— START MATERIAL —

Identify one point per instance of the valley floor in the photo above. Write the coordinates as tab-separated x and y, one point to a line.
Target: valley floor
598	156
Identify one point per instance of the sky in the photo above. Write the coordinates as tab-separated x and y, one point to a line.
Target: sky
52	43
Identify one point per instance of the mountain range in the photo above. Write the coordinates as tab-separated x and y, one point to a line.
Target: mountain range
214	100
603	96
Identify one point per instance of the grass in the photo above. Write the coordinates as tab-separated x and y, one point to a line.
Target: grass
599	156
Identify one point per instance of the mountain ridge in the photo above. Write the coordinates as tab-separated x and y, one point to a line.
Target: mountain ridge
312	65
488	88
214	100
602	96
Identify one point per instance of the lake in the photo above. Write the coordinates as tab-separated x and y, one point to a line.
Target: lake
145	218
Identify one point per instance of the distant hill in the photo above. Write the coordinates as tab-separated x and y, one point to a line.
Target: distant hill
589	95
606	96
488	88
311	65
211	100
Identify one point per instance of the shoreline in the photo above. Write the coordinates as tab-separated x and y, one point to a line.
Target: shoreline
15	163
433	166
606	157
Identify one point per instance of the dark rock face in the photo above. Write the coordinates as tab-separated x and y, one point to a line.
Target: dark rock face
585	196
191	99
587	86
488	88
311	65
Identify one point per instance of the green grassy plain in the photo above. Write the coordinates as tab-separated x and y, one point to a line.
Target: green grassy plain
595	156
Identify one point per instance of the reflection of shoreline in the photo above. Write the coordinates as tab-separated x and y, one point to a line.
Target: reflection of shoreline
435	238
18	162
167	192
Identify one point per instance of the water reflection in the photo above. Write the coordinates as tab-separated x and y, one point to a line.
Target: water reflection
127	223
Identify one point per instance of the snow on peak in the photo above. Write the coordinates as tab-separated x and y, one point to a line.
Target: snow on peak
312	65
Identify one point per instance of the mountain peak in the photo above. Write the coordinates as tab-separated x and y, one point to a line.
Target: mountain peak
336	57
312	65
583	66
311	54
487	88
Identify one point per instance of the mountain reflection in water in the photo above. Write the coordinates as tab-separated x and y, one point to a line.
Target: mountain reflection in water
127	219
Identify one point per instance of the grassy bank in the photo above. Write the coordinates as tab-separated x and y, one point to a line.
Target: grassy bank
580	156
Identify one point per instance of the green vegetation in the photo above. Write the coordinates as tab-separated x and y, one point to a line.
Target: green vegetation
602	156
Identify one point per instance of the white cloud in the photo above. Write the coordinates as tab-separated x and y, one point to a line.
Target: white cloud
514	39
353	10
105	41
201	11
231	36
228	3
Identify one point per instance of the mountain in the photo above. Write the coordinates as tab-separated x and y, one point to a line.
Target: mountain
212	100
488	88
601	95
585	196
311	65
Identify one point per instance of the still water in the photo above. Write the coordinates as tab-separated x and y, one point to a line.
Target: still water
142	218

— END MATERIAL —

REQUIREMENT: Rewrite the stretch of entries from the line containing "Identify one point per instance of the still" through the end of the entries, replacing "still water" with "calm water" and leaving everything else unchanged.

REPLY TO THE TASK:
Identify one point per instance of the calm water in the photo above. Write the coordinates as tab-separated x and y, one point to a line.
Target: calm water
142	218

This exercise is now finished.